| STATED EXERCISE |
In the passage on computer-readable media below, condense the paragraph beginning "Also, any connection is properly termed" into a brief list that keeps its main facts.

In one or more exemplary embodiments, the functions described may be implemented in hardware, software, firmware, or any combination thereof. If implemented in software, the functions may be stored on or transmitted over as one or more instructions or code on a computer-readable medium. The steps of a method or algorithm disclosed herein may be embodied in a processor-executable software module which may reside on a computer-readable medium. Computer-readable media includes both computer storage media and communication media including any medium that facilitates transfer of a computer program from one place to another. A storage media may be any available media that may be accessed by a computer. By way of example, and not limitation, such computer-readable media may comprise RAM, ROM, EEPROM, CD-ROM or other optical disc storage, magnetic disk storage or other magnetic storage devices, or any other medium that may be used to carry or store desired program code in the form of instructions or data structures and that may be accessed by a computer.

Also, any connection is properly termed a computer-readable medium. For example, if the software is transmitted from a website, server, or other remote source using a coaxial cable, fiber optic cable, twisted pair, digital subscriber line (DSL), or wireless technologies such as cellular, infrared, radio, and microwave, then the coaxial cable, fiber optic cable, twisted pair, DSL, or wireless technologies such as infrared, radio, and microwave are included in the definition of medium. Disk and disc, as used herein, includes compact disc (CD), laser disc, optical disc, digital versatile disc (DVD), floppy disk, and blu-ray disc where disks usually reproduce data magnetically and discs reproduce data optically with lasers. Combinations of the above should also be included within the scope of computer-readable media. Additionally, the operations of a method or algorithm may reside as one or any combination or set of codes and/or instructions on a machine readable medium and/or computer-readable medium, which may be incorporated into a computer program product.

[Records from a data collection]
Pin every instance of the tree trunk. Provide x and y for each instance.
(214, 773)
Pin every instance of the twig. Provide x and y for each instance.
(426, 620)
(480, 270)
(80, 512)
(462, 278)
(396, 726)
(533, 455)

| TASK ANSWER |
- Any connection counts as a computer-readable medium. When software is transmitted from a website, server, or other remote source over coaxial cable, fiber optic cable, twisted pair, DSL, or wireless technologies such as infrared, radio, and microwave, those means are included in the definition of medium.
- "Disk" and "disc" cover compact disc (CD), laser disc, optical disc, DVD, floppy disk, and blu-ray disc. Disks usually reproduce data magnetically, and discs reproduce data optically with lasers.
- Combinations of these also fall within the scope of computer-readable media.
- Operations of a method or algorithm may reside as one or any combination or set of codes and/or instructions on a machine-readable and/or computer-readable medium. That medium may be incorporated into a computer program product.